> **WHAT THE TASK ASKS**
Reproduce each of the lines below word for word, with nothing altered.

> **DATA SUPPLIED**
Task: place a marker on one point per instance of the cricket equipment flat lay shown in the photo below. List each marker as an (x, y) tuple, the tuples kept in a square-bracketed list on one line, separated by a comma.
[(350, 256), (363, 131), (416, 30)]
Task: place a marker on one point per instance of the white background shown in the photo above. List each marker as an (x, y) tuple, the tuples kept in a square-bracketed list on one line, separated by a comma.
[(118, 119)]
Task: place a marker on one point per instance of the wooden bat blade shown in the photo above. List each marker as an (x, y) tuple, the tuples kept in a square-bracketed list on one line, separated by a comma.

> **WORKED ANSWER**
Task: place a marker on one point per instance of the cricket equipment flat lay shown in the photo below. List each marker as an (x, y) tuple, the tuples kept in a square-bracketed list on one line, separated by a comma.
[(350, 256), (363, 131), (416, 30)]
Task: place a marker on one point per instance of the white background shown in the photo above. List each marker as an (x, y) tuple, the tuples kept in a square-bracketed list on one line, separated by a comma.
[(118, 119)]
Task: place a marker on one point per instance of the wooden bat blade shown in the photo above. List each marker as an (x, y) tuple, the tuples kept in a square-bracketed list on one line, separated by a comma.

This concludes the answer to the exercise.